Given request: Reproduce the rows below, substituting "object locator" for every occurrence of "detection system" and keeping everything else unchanged.

Exercise material:

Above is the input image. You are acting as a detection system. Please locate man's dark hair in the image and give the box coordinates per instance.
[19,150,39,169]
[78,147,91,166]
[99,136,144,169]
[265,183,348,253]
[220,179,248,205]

Exercise answer:
Above is the input image. You are acting as a object locator. Please locate man's dark hair in the image and give the box coordinates per instance.
[19,150,39,169]
[78,147,91,166]
[99,136,144,169]
[265,183,348,253]
[220,179,248,205]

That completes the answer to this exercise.